» **Passage shown**
Content starts

In the chemical valley, by which my riding of Sarnia—Lambton is popularly known, the main CN line carries many hazardous goods. In my hometown municipality of Plympton-Wyoming, we see an average of one train every 20 minutes carrying hazardous freight. The comfort of knowing there will be a coordinated effort with a federal focal point should an accident happen is important to me and my constituents. The Chief Public Health Officer will provide that comfort by way of leadership.
The legislation will establish a unique dual role for the Chief Public Health Officer. Why, some would ask, is there a dual role? The legislation recognizes the Chief Public Health Officer's unique status as the Government of Canada's lead public health professional as well as the deputy head of the agency. Let me explain. As deputy head of the agency, the Chief Public Health Officer is accountable to the Minister of Health and informs the minister on policy development. Additionally, the Chief Public Health Officer is Canada's lead public health professional with authority to communicate with Canadians and publish reports on any public health issue.
Not only does the legislation clarify the rules and responsibilities of the Chief Public Health Officer, but it also responds to both Naylor's and Kirby's recommendations that the Chief Public Health Officer have a degree of independence to speak out and issue reports on public health matters.
Threats to the health of Canadians will allow the Chief Public Health Officer to engage other federal departments to mobilize health resources of the agency. The Chief Public Health Officer must submit to the Minister of Health for tabling in Parliament an annual report on the state of public health in Canada, aiding the Minister of Health in his decision making as to what are the best measures to promote better health care for Canadians, and subsequently, improve patient wait time guarantees which is a priority of the government.
Therefore, as an impartial, credible voice on public health able to communicate directly with the public, the Chief Public Health Officer will be accountable to all Canadians while respecting the Privacy Act and the Charter of Rights and Freedoms.
A federal focal point will provide assurances to provinces and territories that they can lawfully share information with the federal government in light of a possible health emergency such as an influenza pandemic. Systematic monitoring and surveillance would be needed to anticipate, prepare for and respond to such an emergency in a timely manner.

Content ends

» **Entries provided**
Content starts

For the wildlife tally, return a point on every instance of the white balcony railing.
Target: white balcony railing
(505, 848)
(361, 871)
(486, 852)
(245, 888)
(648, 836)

Content ends
Content starts

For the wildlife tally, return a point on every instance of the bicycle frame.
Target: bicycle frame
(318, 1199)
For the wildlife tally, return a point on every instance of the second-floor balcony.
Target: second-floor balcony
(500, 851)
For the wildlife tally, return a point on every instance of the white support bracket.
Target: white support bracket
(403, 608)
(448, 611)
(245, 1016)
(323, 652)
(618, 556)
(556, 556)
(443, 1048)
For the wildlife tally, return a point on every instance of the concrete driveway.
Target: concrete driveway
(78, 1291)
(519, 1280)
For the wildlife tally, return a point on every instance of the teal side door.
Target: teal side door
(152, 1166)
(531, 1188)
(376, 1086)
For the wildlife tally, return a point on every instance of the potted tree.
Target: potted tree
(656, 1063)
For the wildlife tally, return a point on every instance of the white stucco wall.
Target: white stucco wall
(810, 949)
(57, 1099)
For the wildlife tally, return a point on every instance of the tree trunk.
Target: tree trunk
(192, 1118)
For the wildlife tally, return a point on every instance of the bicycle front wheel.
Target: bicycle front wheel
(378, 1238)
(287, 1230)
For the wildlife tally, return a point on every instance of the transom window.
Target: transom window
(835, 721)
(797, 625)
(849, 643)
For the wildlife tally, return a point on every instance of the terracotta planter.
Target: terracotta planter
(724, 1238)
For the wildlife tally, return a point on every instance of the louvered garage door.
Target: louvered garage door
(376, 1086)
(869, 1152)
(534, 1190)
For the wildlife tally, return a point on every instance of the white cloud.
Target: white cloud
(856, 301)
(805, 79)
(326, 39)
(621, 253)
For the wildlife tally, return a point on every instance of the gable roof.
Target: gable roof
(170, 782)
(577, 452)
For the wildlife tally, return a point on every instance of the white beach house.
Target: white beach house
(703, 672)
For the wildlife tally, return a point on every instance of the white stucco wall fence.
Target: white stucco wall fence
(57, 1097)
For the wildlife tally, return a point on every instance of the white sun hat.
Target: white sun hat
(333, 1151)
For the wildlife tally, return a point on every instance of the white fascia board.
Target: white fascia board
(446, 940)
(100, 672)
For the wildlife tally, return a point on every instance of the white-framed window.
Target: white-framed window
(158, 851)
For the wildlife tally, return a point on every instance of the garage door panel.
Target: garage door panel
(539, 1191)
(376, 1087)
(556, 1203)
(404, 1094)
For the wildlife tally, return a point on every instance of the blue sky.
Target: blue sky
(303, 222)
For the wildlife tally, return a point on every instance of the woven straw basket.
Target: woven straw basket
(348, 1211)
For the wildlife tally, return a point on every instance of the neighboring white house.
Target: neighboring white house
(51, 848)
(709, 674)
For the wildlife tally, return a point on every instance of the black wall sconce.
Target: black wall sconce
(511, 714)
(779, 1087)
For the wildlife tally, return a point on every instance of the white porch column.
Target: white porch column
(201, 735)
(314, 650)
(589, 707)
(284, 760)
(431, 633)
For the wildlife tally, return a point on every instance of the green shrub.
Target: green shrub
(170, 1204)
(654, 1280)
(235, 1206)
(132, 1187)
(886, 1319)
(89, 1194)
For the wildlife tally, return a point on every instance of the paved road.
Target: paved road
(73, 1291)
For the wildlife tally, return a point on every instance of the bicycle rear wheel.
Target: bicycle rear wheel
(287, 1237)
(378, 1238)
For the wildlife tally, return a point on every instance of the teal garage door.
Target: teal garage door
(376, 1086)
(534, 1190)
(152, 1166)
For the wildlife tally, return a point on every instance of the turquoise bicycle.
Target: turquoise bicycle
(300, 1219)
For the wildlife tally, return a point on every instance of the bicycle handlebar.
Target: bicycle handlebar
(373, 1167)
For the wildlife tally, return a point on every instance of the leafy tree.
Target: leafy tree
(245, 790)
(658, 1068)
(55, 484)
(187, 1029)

Content ends

» **Exercise tasks**
(1) Reproduce word for word the part of the Chief Public Health Officer passage that opens with the words containing "The legislation will" and closes with "public health issue.".
(2) Answer these questions from the Chief Public Health Officer passage:
(a) On average, how often does a train carrying hazardous freight pass through Plympton-Wyoming?
(b) To whom must the Chief Public Health Officer submit the annual report on the state of public health in Canada?
(c) What kind of pandemic is given as an example of a possible health emergency?
None of the data is needed here.

» **Answers below**
(1)
The legislation will establish a unique dual role for the Chief Public Health Officer. Why, some would ask, is there a dual role? The legislation recognizes the Chief Public Health Officer's unique status as the Government of Canada's lead public health professional as well as the deputy head of the agency. Let me explain. As deputy head of the agency, the Chief Public Health Officer is accountable to the Minister of Health and informs the minister on policy development. Additionally, the Chief Public Health Officer is Canada's lead public health professional with authority to communicate with Canadians and publish reports on any public health issue.

(2)
(a) One train every 20 minutes.
(b) The Minister of Health, for tabling in Parliament.
(c) An influenza pandemic.